**Task to complete**
Write out the entries below in full, exactly as given.

━━ Listed records

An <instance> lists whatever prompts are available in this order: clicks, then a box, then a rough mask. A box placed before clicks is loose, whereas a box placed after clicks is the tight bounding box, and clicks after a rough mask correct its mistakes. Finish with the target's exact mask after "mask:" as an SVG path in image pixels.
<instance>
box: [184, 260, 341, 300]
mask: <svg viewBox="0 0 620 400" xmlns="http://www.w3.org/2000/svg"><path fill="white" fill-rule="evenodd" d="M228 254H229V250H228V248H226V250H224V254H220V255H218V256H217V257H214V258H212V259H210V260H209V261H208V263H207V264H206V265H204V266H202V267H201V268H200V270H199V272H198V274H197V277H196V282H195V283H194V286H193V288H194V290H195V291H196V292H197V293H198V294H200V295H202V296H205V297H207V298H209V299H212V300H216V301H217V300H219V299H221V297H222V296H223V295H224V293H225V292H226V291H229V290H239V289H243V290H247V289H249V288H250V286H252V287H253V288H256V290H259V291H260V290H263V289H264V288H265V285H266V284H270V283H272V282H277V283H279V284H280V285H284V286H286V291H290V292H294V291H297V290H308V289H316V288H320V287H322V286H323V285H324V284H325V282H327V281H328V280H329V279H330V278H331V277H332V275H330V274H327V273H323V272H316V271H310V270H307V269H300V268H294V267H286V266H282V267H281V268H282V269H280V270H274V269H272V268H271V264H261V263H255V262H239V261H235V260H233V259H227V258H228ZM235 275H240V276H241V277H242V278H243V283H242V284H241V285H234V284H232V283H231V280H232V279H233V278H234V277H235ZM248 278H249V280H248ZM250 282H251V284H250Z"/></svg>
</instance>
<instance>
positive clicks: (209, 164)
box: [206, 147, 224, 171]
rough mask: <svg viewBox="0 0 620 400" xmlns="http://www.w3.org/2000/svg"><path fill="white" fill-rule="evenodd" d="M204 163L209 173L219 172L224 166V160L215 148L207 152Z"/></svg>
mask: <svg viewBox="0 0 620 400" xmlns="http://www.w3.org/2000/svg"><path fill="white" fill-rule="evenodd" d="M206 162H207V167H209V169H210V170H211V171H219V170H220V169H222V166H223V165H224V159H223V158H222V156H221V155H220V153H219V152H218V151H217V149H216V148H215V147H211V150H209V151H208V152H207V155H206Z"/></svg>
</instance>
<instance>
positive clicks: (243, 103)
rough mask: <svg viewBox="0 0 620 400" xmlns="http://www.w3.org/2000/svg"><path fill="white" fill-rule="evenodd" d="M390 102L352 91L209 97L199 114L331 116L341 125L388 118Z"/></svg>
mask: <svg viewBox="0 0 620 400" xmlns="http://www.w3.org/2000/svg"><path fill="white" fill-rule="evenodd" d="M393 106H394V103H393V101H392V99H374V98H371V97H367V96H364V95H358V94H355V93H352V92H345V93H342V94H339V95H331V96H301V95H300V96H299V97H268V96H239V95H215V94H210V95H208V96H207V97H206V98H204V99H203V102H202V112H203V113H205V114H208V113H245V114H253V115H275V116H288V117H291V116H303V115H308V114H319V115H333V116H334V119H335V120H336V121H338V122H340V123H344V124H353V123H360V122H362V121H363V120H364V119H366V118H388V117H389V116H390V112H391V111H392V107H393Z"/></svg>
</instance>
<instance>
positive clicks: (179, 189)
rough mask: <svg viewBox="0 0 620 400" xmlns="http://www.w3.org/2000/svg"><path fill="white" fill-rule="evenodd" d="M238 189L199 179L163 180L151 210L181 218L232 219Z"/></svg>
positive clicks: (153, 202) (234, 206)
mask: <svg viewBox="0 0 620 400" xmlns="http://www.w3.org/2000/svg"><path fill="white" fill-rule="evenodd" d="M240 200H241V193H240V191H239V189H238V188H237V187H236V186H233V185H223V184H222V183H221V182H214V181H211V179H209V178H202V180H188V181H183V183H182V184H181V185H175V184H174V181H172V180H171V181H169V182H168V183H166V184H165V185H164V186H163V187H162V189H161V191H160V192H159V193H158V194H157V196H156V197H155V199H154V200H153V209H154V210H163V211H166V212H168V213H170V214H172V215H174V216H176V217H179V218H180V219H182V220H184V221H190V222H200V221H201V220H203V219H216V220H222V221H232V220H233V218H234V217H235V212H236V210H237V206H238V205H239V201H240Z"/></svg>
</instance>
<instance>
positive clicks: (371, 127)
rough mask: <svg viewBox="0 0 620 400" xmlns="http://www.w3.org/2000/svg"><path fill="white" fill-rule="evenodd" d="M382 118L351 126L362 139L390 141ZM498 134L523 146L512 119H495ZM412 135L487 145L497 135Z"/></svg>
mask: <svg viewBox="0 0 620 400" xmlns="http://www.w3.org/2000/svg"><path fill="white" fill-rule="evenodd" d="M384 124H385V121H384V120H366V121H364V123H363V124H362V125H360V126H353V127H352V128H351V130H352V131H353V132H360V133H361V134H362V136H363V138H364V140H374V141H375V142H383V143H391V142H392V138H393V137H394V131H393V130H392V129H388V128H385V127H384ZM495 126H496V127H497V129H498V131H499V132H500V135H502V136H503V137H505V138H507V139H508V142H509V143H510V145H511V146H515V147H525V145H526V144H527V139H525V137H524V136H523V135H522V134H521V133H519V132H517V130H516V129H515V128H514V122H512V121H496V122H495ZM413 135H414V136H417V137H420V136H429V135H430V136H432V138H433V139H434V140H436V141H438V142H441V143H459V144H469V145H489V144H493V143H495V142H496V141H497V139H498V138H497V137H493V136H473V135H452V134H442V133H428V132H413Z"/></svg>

━━━━

**Solution to the exercise**
An <instance> lists whatever prompts are available in this order: clicks, then a box, then a rough mask. A box placed before clicks is loose, whereas a box placed after clicks is the tight bounding box, and clicks after a rough mask correct its mistakes. Finish with the target's exact mask after "mask:" as an SVG path in image pixels.
<instance>
box: [184, 260, 341, 300]
mask: <svg viewBox="0 0 620 400" xmlns="http://www.w3.org/2000/svg"><path fill="white" fill-rule="evenodd" d="M228 254H229V250H228V248H226V250H224V254H220V255H218V256H217V257H214V258H212V259H210V260H209V261H208V263H207V264H206V265H204V266H202V267H201V268H200V270H199V272H198V274H197V277H196V282H195V283H194V286H193V288H194V290H195V291H196V292H197V293H198V294H200V295H202V296H205V297H207V298H209V299H212V300H216V301H217V300H219V299H221V297H222V296H223V295H224V293H225V292H226V291H229V290H239V289H243V290H247V289H249V288H250V286H252V287H253V288H256V290H259V291H260V290H263V289H264V288H265V285H266V284H270V283H272V282H277V283H279V284H280V285H284V286H286V291H290V292H294V291H297V290H308V289H316V288H320V287H322V286H323V285H324V284H325V282H327V281H328V280H329V279H330V278H331V277H332V275H330V274H327V273H323V272H316V271H310V270H307V269H300V268H294V267H286V266H282V267H281V268H282V269H280V270H274V269H272V268H271V264H261V263H255V262H239V261H235V260H233V259H227V258H228ZM235 275H240V276H241V277H242V278H243V283H242V284H241V285H234V284H232V283H231V280H232V279H233V278H234V277H235ZM248 278H249V280H248ZM250 282H251V284H250Z"/></svg>
</instance>
<instance>
positive clicks: (209, 164)
box: [206, 147, 224, 171]
rough mask: <svg viewBox="0 0 620 400" xmlns="http://www.w3.org/2000/svg"><path fill="white" fill-rule="evenodd" d="M204 163L209 173L219 172L224 166V160L215 148L207 152Z"/></svg>
mask: <svg viewBox="0 0 620 400" xmlns="http://www.w3.org/2000/svg"><path fill="white" fill-rule="evenodd" d="M206 162H207V167H209V169H210V170H211V171H219V170H220V169H222V166H223V165H224V159H223V158H222V156H221V155H220V153H219V152H218V151H217V149H216V148H215V147H211V150H209V151H208V152H207V155H206Z"/></svg>
</instance>
<instance>
positive clicks: (243, 103)
rough mask: <svg viewBox="0 0 620 400" xmlns="http://www.w3.org/2000/svg"><path fill="white" fill-rule="evenodd" d="M390 102L352 91L209 97L199 114L331 116L341 125L388 118Z"/></svg>
mask: <svg viewBox="0 0 620 400" xmlns="http://www.w3.org/2000/svg"><path fill="white" fill-rule="evenodd" d="M393 106H394V103H393V101H392V99H374V98H371V97H367V96H364V95H358V94H355V93H352V92H345V93H342V94H339V95H331V96H301V95H300V96H299V97H268V96H239V95H215V94H210V95H208V96H207V97H206V98H204V99H203V102H202V112H203V113H205V114H208V113H245V114H253V115H275V116H288V117H291V116H303V115H308V114H319V115H333V116H334V119H335V120H336V121H338V122H340V123H344V124H353V123H360V122H362V121H363V120H364V119H366V118H388V117H389V116H390V112H391V111H392V107H393Z"/></svg>
</instance>
<instance>
positive clicks: (179, 189)
rough mask: <svg viewBox="0 0 620 400" xmlns="http://www.w3.org/2000/svg"><path fill="white" fill-rule="evenodd" d="M238 189L199 179L163 180L151 210L181 218L232 219Z"/></svg>
positive clicks: (153, 202) (234, 206)
mask: <svg viewBox="0 0 620 400" xmlns="http://www.w3.org/2000/svg"><path fill="white" fill-rule="evenodd" d="M240 200H241V193H240V191H239V189H238V188H237V187H236V186H233V185H223V184H222V183H221V182H214V181H211V179H209V178H202V180H188V181H183V183H182V184H181V185H175V184H174V181H172V180H171V181H169V182H168V183H166V184H165V185H164V186H163V187H162V189H161V191H160V192H159V193H158V194H157V196H156V197H155V199H154V200H153V209H154V210H163V211H166V212H168V213H170V214H172V215H174V216H176V217H179V218H180V219H182V220H184V221H190V222H200V221H201V220H203V219H216V220H222V221H232V220H233V218H234V217H235V212H236V210H237V206H238V205H239V201H240Z"/></svg>
</instance>
<instance>
positive clicks: (371, 127)
rough mask: <svg viewBox="0 0 620 400" xmlns="http://www.w3.org/2000/svg"><path fill="white" fill-rule="evenodd" d="M382 118L351 126L362 139L390 141ZM498 134L523 146L512 119H495ZM412 135L487 145L497 135Z"/></svg>
mask: <svg viewBox="0 0 620 400" xmlns="http://www.w3.org/2000/svg"><path fill="white" fill-rule="evenodd" d="M384 124H385V121H384V120H366V121H364V123H363V124H362V125H360V126H353V127H352V128H351V130H352V131H353V132H360V133H361V134H362V136H363V138H364V140H374V141H375V142H383V143H391V142H392V138H393V137H394V131H393V130H392V129H388V128H385V127H384ZM495 126H496V127H497V129H498V131H499V132H500V135H502V136H503V137H505V138H507V139H508V142H509V143H510V145H511V146H515V147H525V145H526V144H527V139H525V137H524V136H523V135H522V134H521V133H519V132H517V130H516V129H515V128H514V122H512V121H496V122H495ZM413 135H414V136H417V137H420V136H429V135H430V136H432V138H433V139H434V140H436V141H438V142H441V143H459V144H469V145H489V144H493V143H495V142H496V141H497V139H498V138H497V137H493V136H473V135H452V134H442V133H428V132H413Z"/></svg>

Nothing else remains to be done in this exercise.